_What you will do_. Return every line of the records below that contains the word "tile". Case counts.
- - -
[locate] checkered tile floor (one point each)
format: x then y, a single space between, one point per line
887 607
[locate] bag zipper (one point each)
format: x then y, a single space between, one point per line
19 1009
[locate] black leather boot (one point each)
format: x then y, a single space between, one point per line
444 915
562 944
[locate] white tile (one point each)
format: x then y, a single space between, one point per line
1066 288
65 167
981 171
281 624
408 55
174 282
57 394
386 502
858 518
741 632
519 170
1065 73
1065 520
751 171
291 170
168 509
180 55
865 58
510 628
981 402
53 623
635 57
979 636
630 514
- - -
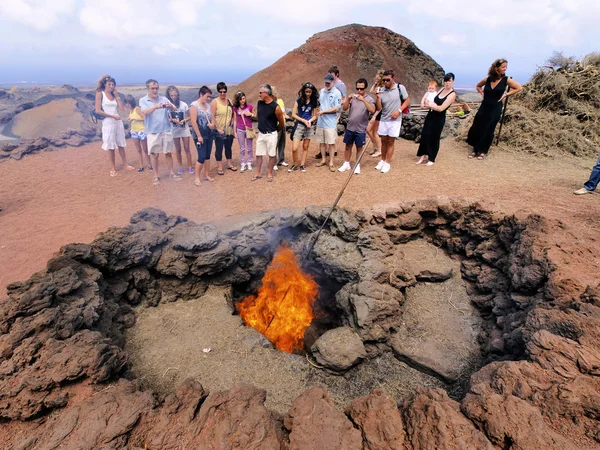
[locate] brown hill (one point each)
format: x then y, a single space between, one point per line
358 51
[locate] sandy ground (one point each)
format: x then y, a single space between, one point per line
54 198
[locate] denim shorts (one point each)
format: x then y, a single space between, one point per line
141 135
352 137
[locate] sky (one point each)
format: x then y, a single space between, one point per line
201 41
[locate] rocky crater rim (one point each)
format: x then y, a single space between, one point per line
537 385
- - -
_Answer to this exercise_.
[locate] checkered tile floor (one point each)
[locate] white tile (one point each)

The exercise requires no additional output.